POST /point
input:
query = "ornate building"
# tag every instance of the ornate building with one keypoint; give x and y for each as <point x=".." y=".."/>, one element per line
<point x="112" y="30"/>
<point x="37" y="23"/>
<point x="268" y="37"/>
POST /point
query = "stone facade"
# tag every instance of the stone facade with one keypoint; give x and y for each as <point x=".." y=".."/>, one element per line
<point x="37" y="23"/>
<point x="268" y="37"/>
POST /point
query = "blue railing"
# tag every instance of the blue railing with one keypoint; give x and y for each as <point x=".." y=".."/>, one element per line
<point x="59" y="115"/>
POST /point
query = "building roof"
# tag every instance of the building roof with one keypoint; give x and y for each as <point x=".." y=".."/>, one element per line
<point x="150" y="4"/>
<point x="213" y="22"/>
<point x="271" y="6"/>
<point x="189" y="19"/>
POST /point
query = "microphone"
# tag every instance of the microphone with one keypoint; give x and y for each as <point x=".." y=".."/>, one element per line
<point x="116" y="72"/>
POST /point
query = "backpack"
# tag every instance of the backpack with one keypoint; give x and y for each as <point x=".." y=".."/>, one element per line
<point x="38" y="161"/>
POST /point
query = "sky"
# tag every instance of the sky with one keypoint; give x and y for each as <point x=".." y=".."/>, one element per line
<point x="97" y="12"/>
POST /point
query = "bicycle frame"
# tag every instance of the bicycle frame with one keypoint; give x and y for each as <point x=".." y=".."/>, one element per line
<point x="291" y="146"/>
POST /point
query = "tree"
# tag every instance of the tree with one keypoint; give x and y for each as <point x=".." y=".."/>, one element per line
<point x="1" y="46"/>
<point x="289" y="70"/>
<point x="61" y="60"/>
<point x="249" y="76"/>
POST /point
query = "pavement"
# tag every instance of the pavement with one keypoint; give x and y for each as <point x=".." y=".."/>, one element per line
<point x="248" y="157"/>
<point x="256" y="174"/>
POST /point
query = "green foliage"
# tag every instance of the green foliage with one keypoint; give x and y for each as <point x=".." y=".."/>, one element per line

§ **Work instruction**
A complete answer gives every line of the data that includes "foliage".

§ **Output of the exercise**
query = "green foliage"
# tag every instance of the green foliage with one keypoint; give x and y for each as <point x=".." y=".."/>, one element per line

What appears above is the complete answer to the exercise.